## Extrait
※ ※ ※
Ce double chapeau est monnaie courante dans l’industrie, surtout dans les firmes de moyenne et de petite taille. Dans les grandes sociétés, le rôle de responsable ou de chef de conformité est souvent dissocié de celui de directeur de succursale. « Chez nous, ces rôles sont distincts, ce qui permet au directeur de se concentrer uniquement sur les ventes et le coaching, explique Benoit Parenteau. Cela dit, lorsque j’étais directeur de succursale à Option Retraite, je cumulais les deux fonctions, qui sont tout à fait conciliables. »

Porter ces deux chapeaux serait même souhaitable, selon certains. « J’aime assumer les deux fonctions, cela me permet d’avoir un meilleur contrôle sur les transactions de ma division, car ultimement c’est ma responsabilité comme directeur de m’assurer que les dossiers que j’approuve sont conformes. Sans compter que cet aspect du travail fait appel à d’autres compétences que celles requises pour diriger les ventes, ce qui rend mon rôle plus intéressant » explique Mathieu Marcil.

Cette fois encore, les directeurs qui œuvrent au sein de grandes entreprises ont l’avantage de pouvoir compter sur les ressources et l’encadrement du bureau ou du chef de conformité du siège social. Des avis experts qui peuvent les aider à résoudre les cas les plus difficiles. « Dans certains cas, avoir une opinion détachée du terrain et un regard entièrement extérieur au dossier permet de mieux cerner le problème ou la solution », souligne M. Toupin.

Une tâche qui se complexifie La tâche est souvent plus lourde ou plus ardue pour les directeurs de succursale de petites firmes qui doivent assumer seuls et sans filet les deux fonctions.

Daniel Bissonnette, chef de la conformité à Planifax depuis 23 ans, déplore que certaines des formations offertes pour la conformité ne soient pas toujours bien adaptées aux réalités du Québec. De son côté, Guy Duhaime estime que les organismes qui émettent des directives et des règles devraient offrir un meilleur support aux directeurs de succursale et de conformité.

Cela semble encore plus pertinent depuis l’instauration de la Règle 31-103, qui a profondément bouleversé les normes et les procédures en matière d’inscription et qui a exigé beaucoup d’adaptation de la part des directeurs. « Ces règles nous sont souvent communiquées, sans explications et sans un support adéquat. Pour les grands bureaux qui ont un service juridique, c’est sans doute plus facile de s’y retrouver, mais pour les directeurs des petites boîtes c’est parfois un défi de trouver les réponses et les explications. Je crois que l’Autorité des marchés financiers (AMF) pourrait aussi jouer un rôle de support auprès des directeurs pour s’assurer qu’ils comprennent bien les règles », soutient Guy Duhaime.
※ ※ ※
## Liste des entrées
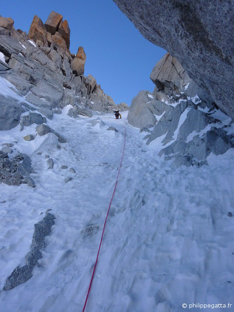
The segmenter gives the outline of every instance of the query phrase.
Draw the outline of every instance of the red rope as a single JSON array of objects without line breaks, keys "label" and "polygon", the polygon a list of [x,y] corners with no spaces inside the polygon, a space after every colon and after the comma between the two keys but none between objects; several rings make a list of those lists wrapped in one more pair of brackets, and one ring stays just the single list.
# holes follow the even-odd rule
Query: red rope
[{"label": "red rope", "polygon": [[106,220],[107,220],[108,215],[109,214],[109,211],[110,210],[110,206],[111,205],[112,200],[113,199],[113,197],[114,197],[114,192],[115,191],[116,187],[116,185],[117,185],[117,182],[118,182],[119,175],[120,174],[120,169],[121,168],[121,165],[122,164],[123,157],[124,157],[124,150],[125,149],[125,139],[126,139],[126,129],[125,126],[124,126],[124,131],[125,131],[125,133],[124,133],[124,148],[123,149],[123,154],[122,154],[122,158],[121,158],[121,161],[120,165],[120,168],[119,168],[119,172],[118,172],[118,174],[117,175],[117,178],[116,179],[115,185],[114,186],[114,190],[113,191],[113,194],[112,195],[111,199],[110,202],[110,204],[109,205],[109,208],[108,209],[107,213],[106,214],[106,219],[105,220],[105,223],[104,223],[103,230],[102,230],[102,237],[101,238],[101,241],[100,241],[100,244],[99,244],[99,248],[98,248],[98,254],[97,255],[97,258],[96,258],[96,262],[95,262],[95,265],[94,266],[94,270],[93,271],[93,274],[92,274],[92,277],[91,277],[91,280],[90,281],[90,287],[89,287],[89,290],[88,290],[88,291],[87,291],[87,296],[86,296],[85,302],[84,303],[84,307],[83,308],[83,312],[84,312],[84,309],[85,308],[86,304],[87,303],[87,301],[88,297],[89,297],[89,295],[90,294],[90,290],[91,289],[91,285],[92,285],[92,282],[93,282],[93,279],[94,279],[94,273],[95,272],[96,267],[97,266],[97,264],[98,263],[98,256],[99,255],[99,251],[100,251],[100,249],[101,248],[101,245],[102,244],[102,239],[103,238],[104,231],[105,231],[105,226],[106,226]]}]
※ ※ ※
## Tâches écrites
A. Recopiez mot pour mot le passage de l'extrait sur les directeurs de succursale, de « Porter ces deux » à « explique Mathieu Marcil. ».
B. Rédigez la suite du texte sur les directeurs de succursale et la conformité, à partir de sa dernière phrase.

## Réponses
A.
Porter ces deux chapeaux serait même souhaitable, selon certains. « J’aime assumer les deux fonctions, cela me permet d’avoir un meilleur contrôle sur les transactions de ma division, car ultimement c’est ma responsabilité comme directeur de m’assurer que les dossiers que j’approuve sont conformes. Sans compter que cet aspect du travail fait appel à d’autres compétences que celles requises pour diriger les ventes, ce qui rend mon rôle plus intéressant » explique Mathieu Marcil.

B.
Chef d’équipe ou chien de garde? Difficile de garder l’équilibre entre la volonté d’augmenter les ventes et celle d’imposer le respect des règles? « De toute façon, on ne peut dissocier l’un de l’autre, répond Martin Bernard. Chez nous, par exemple, nous répondons au directeur de conformité de Multi Courtage Capital pour nos opérations en fonds communs, mais en tant que gestionnaire, je dois également m’en préoccuper. Les dossiers doivent être bien montés et les règles respectées, cela fait partie intégrante du travail et cela est aussi une condition du succès. Les affaires doivent être menées avec droiture. »

Même son de cloche au Groupe Financier Multi Courtage, qui compte au total une cinquantaine de représentants. « Nous avons une directrice de la conformité, qui assume la surveillance des règles et le suivi des formulaires au jour le jour, mais elle relève de la direction de l’entreprise. Nous tenons des réunions de conformité chaque mois et nous suivons les dossiers, c’est sous notre responsabilité », explique Guy Duhaime.

Quelle que soit la structure de l’organisation ou la taille du bureau, le directeur de succursale reste ultimement responsable de s’assurer que les dossiers qu’il approuve sont conformes. « Il faut faire preuve de fermeté et savoir trancher lorsqu’un dossier n’est pas conforme et s’assurer que le conseiller retournera voir le client ou modifiera le portefeuille si cela s’impose », commente Mathieu Marcil.

Daniel Bissonnette, pour sa part, se définit comme un « chien de garde ». « Je n’hésiterais pas à écarter un conseiller qui serait malhonnête, négligent ou qui ne respecterait pas les règles. Il ne faut jamais perdre de vue que toute notre industrie repose sur le client. »

Catherine Maingy préfère parler de chef d’équipe plutôt que de chien de garde. Pour elle, un bon directeur doit savoir transformer les contraintes de la conformité en occasions. « C’est une obligation légale bien fondée, qui apporte une certaine lourdeur administrative, mais qui nous assure aussi d’une bonne performance et d’une fidélisation de la clientèle, mieux vaut donc y voir un outil d’excellence, une façon de bien mener les affaires. La révision d’anciens dossiers, par exemple, devient une occasion de relancer des clients, etc. Bien sûr, il faut une certaine dose d’autorité pour s’assurer du respect des règles, mais il faut en faire une culture d’entreprise et savoir la transmettre à son équipe. »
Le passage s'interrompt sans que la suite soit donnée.